### DATA TO PROCESS

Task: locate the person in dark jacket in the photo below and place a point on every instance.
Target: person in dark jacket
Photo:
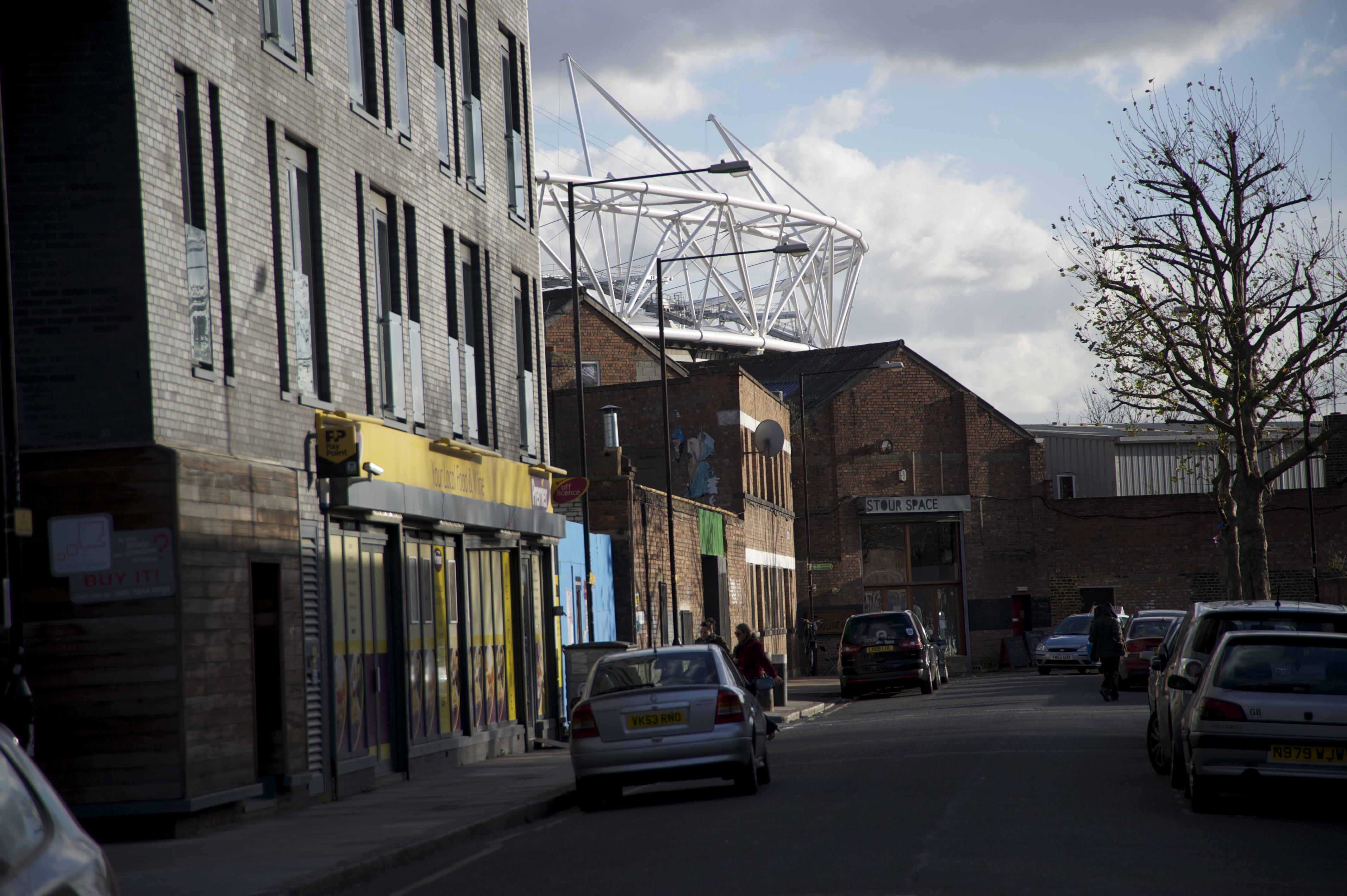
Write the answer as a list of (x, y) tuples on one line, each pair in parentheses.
[(1106, 647), (751, 657)]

######

■ TASK INSTRUCTIONS: Reproduce every record word for word. The copy must contain no pictures.

■ SOLUTION TO THIS TASK:
Task: locate the person in dark jacket in the photo below and place a point on every instance.
Target: person in dark jacket
Photo:
Write the answer as a list of (x, y) tuples on one line, each pair in parentheses.
[(1106, 647), (751, 657)]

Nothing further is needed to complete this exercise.